» **EXTRACT PROVIDED**
______

Characterization Of Von Willebrand Factor Splice Variants From Exonic & Intronic Splicing Mutations

von Willebrand disease (VWD) is the most commonly inherited bleeding disorder with a symptomatic prevalence of 1:1000. Type 1 VWD comprises ∼80% of VWD cases and is defined by mild to moderate deficiencies of von Willebrand factor (VWF). Aberrant splicing causes 10-15% of type 1 VWD cases and the mutations are primarily found in consensus splice sites. Investigation of the VWF mRNA is required in order to determine whether the sequence variants outside of consensus splice sites affect splicing. In this study, aberrant splicing of VWF was studied using platelet and/or blood outgrowth endothelial cell (BOEC) mRNA from 3 patients from two type 1 VWD families with putative exonic and intronic splicing mutations. Variant splice forms were identified and their effects were further characterized through expression studies in HEK293(T) cells, as well as further investigation of the patient-derived BOEC. Table 1 displays the patient phenotype, mutation status, and the VWF splice forms identified through reverse transcription of the patient mRNA.

The skipping of exon 23, 26, or the combined skipping of these two exons are in-frame changes to the VWF mRNA and therefore truncated VWF would be produced from these transcripts. Skipping exon 38 however, introduces a premature termination codon (PTC) which may induce nonsense mediated decay (NMD) of the VWF mRNA. Site-directed mutagenesis was used to create expression vectors for each of the aberrant VWF splice variants, which were then transfected into HEK293T cells at varying ratios mutant:wt VWF (100:0, 50:50, 25:75, 10:90, 0:100). All 4 of these VWF variants displayed a significant dose dependent impairment of VWF secretion relative to the wt transfections (Table 2). This decrease in VWF secretion was only matched by a corresponding increase in VWF in the cell lysates for the exon 26 skipping transfections (p<0.05) indicating intracellular retention of the VWF. Where intracellular retention was not observed, proteasomal degradation of the mutant VWF was proposed as the pathogenic mechanism. Proteasomes were inhibited by MG-132; however, intracellular VWF did not increase with treatment and therefore an alternate pathway may be responsible for decreased expression of these proteins. Additionally, calcium ionophore did not appear to stimulate secretion of the VWF mutants lacking either exon 26, exons 23&26, or exon 38 in the absence of wt VWF (Table 2).

______

» **INFORMATION SHOWN**

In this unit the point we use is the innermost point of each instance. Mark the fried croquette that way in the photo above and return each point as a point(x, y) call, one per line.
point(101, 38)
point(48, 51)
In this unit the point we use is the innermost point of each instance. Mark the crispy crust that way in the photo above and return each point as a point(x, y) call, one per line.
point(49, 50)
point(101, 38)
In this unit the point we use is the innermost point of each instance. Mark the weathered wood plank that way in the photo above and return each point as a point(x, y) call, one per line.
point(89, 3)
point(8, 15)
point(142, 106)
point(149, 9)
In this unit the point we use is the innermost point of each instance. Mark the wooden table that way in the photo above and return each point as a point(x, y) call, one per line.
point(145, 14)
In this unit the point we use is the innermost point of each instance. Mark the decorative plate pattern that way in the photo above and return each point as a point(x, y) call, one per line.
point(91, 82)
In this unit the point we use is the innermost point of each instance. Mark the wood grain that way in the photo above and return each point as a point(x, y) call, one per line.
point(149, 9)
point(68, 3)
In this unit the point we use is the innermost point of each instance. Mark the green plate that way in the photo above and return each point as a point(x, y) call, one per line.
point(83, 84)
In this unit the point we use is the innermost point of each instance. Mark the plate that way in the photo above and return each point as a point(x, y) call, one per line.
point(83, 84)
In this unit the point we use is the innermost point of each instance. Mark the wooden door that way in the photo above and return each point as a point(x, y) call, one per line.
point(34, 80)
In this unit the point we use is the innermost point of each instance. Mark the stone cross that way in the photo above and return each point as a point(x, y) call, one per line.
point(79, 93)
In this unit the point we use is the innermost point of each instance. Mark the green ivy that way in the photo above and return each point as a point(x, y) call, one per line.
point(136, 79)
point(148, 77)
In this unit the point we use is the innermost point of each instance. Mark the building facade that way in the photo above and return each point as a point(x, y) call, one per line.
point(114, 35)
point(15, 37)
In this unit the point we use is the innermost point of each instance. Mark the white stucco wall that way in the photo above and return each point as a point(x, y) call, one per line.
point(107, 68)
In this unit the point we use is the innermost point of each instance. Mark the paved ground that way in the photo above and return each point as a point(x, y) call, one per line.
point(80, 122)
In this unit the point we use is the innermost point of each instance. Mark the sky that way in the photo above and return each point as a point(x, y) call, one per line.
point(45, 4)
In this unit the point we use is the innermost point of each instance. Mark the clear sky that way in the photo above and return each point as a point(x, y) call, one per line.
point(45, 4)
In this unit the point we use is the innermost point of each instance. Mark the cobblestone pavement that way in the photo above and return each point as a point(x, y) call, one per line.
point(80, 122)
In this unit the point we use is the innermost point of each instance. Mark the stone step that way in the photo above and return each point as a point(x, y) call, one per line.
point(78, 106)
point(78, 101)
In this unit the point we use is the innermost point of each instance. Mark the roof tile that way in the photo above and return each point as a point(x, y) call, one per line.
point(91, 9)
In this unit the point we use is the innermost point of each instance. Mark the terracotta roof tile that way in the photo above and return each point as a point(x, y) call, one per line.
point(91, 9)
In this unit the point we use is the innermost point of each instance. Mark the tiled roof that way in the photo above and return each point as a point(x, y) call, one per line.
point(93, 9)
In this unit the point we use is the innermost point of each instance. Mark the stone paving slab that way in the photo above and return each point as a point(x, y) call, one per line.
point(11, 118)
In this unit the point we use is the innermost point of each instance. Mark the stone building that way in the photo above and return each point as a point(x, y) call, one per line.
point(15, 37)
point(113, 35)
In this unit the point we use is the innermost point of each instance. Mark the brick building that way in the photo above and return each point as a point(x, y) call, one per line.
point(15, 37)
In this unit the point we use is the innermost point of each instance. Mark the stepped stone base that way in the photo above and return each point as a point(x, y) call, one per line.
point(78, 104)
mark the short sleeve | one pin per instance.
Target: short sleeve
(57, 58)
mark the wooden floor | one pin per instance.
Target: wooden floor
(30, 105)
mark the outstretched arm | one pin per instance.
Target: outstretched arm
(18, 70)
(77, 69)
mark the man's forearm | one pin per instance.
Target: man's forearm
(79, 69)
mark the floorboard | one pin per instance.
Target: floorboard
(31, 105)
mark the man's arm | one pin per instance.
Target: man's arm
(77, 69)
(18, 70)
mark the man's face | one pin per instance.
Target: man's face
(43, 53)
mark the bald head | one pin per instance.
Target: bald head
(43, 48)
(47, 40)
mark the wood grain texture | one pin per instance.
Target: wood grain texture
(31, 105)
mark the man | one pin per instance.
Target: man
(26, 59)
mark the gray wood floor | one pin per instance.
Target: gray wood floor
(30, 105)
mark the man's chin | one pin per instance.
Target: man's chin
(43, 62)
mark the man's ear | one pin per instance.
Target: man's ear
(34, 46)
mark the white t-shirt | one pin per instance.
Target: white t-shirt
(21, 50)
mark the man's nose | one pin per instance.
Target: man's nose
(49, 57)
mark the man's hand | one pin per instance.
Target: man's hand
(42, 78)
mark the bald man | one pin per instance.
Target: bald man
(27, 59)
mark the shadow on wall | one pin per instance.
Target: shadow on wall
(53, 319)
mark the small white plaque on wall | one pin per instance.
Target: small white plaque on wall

______

» **WHAT TO DO**
a: Using the extract on von Willebrand factor splice variants, answer the following:
(i) What share of type 1 VWD cases does aberrant splicing cause?
(ii) Into which cells were the expression vectors for the aberrant VWF splice variants transfected?
(iii) What agent was used to inhibit proteasomes?
b: Render the following sentence from the extract on von Willebrand factor splice variants into French: "Skipping exon 38 however, introduces a premature termination codon (PTC) which may induce nonsense mediated decay (NMD) of the VWF mRNA."
c: Carry the extract on von Willebrand factor splice variants forward from the point at which it ends.

» **YOUR WRITTEN ANSWERS**
a:
(i) 10-15%
(ii) HEK293T cells
(iii) MG-132

b: Le saut de l'exon 38 introduit toutefois un codon de terminaison prématuré (PTC), susceptible d'induire la dégradation de l'ARNm du VWF par le mécanisme de dégradation des ARNm non-sens (NMD).

c:
Pseudo Weibel-Palade body (WPB) localization of the VWF was observed through confocal immunofluorescence of HEK293 cells transfected with wt VWF and VWF skipping exon 26. VWF skipping exon 23 and exons 23&26 show some localization of the VWF in rounded organelles; however this is less organized than was seen with wt VWF. Staining of VWF lacking exon 38 appears to resemble retention in the ER, and co-localization with PDI will be investigated.

Overall, we have found that the exonic mutation c.3538G>A causes skipping of exons 23 and/or 26 which cause type 1 VWD in the heterozygous patient V70 through the combined action of intracellular retention of VWF lacking exon 26, and decreased secretion of VWF skipping exon 23 and VWF skipping exons 23&26. Additionally, the skipping of exon 38 from the intronic mutation c.6599-20A>T causes type 1 VWD in patients V447 and V449 likely due to NMD of the PTC containing transcript and potentially ER degradation of the protein product of any residual mutant mRNA. Therefore these mutations lead to pathogenic VWF splicing variants which cause type 1 VWD through multiple mechanisms.